Page:
Inference example using the above rules
Given: F = {A -> BC, CD -> F, BE -> D} for R(A,B,C,D,E,F) Is AE -> CDF true?Apply all the inference rules to get this:
BE -> D (given) BCE -> CD (accumulation of BE -> D) BCE -> D (decomposition) A -> BC (given) AE -> BCE (acculumulation) AE -> D (transitivity) AE -> BCDE (combining rule) AE -> CD (decomposition) AE -> F (transitivity) AE -> CDF (combining rule)
Method 2: compute the closure of AE to find all that is implied by AE. See method below.
Closure of a set of attributes
The closure of a set X of attributes given by X+ with respect to a set F of functional dependencies is the set of all attributes implied by X with respect to F.
In other words, if Y=X+, then X->Y is in F+.
Given a set F of functional dependencies, the closure X+ of a set X of attributes is given by the following algorithm.
Initialize, X+ = X
Find any functional dependency Y -> Z in F such that Y ⊆ X+, then X+ = X+ ∪ Z.
Continue until X+ does not change.
Inference rule:
If Y⊆X+ with respect to F then X->Y is implied by F (is in F+).
Closure Example
Given A -> BC, CD -> E, BE -> C
AE closure must include AE (given AE, we know AE).
Now given we know AE, what else can we conclude based on the above fds?
AE + = {AE}, use A -> BC to get:
AE + = {ABCE} nothing else we can use. So, we are finished.
This means: AE -> ABCE.
We can also write it as:
AE -> A, AE -> B, AE->C, AE->E
Keys revisited
A key for a relation R is a minimal set of attributes A1,..,An such that {A1,…,An}+ is the set of all attributes in R.

Prompt A: In the functional-dependency notes, restate the paragraph beginning "The closure of a set X of attributes" in one shorter sentence that keeps its main facts.
The functional-dependency notes have no connection to the records that come next.

[Items from a data source]
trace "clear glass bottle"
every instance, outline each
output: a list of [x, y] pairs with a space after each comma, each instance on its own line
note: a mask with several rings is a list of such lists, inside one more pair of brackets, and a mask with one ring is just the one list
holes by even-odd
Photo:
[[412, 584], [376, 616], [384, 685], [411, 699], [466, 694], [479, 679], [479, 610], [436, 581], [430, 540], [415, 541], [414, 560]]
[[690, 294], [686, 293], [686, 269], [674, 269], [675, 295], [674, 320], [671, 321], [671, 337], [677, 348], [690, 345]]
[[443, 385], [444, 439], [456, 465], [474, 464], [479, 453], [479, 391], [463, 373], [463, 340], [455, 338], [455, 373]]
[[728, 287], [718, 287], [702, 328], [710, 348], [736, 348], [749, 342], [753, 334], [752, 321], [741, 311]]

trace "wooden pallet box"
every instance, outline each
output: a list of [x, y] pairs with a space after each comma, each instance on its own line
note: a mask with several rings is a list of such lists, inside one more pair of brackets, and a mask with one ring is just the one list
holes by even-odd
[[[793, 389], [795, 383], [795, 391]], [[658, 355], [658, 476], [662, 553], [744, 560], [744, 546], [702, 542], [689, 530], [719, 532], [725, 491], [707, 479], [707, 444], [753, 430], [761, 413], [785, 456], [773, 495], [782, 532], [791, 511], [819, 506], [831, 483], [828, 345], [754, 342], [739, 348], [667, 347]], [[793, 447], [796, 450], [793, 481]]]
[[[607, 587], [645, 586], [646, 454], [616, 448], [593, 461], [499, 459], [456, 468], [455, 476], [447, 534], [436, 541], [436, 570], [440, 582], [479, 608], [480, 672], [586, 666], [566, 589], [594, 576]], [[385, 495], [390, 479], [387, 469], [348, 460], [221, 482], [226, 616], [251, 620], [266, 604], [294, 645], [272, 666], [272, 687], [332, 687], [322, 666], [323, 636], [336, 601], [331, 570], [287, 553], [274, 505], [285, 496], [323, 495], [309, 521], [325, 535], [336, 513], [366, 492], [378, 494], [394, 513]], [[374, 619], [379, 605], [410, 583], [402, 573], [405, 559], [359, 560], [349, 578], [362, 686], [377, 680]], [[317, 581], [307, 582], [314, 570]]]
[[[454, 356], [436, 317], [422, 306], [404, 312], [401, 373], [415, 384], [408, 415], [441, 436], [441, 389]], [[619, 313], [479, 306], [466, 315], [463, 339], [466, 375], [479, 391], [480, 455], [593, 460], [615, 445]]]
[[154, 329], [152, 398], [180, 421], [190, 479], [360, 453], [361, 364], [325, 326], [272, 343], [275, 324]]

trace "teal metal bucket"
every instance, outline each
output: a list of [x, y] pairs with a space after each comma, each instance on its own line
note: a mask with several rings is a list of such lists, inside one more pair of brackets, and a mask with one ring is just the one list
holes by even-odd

Prompt B: Express the records as a JSON list of strings, one string per line and blank lines omitted, starting with the first line of the records and going on through the line with "321], [741, 311]]".

Complete output A: X+, the closure of an attribute set X under a set F of functional dependencies, is every attribute that X implies under F.

Complete output B:
[
  "trace \"clear glass bottle\"",
  "every instance, outline each",
  "output: a list of [x, y] pairs with a space after each comma, each instance on its own line",
  "note: a mask with several rings is a list of such lists, inside one more pair of brackets, and a mask with one ring is just the one list",
  "holes by even-odd",
  "Photo:",
  "[[412, 584], [376, 616], [384, 685], [411, 699], [466, 694], [479, 679], [479, 610], [436, 581], [430, 540], [415, 541], [414, 560]]",
  "[[690, 294], [686, 293], [686, 269], [674, 269], [675, 295], [674, 320], [671, 321], [671, 337], [677, 348], [690, 345]]",
  "[[443, 385], [444, 439], [456, 465], [474, 464], [479, 453], [479, 391], [463, 373], [463, 340], [455, 338], [455, 373]]",
  "[[728, 287], [718, 287], [702, 328], [710, 348], [736, 348], [749, 342], [753, 334], [752, 321], [741, 311]]"
]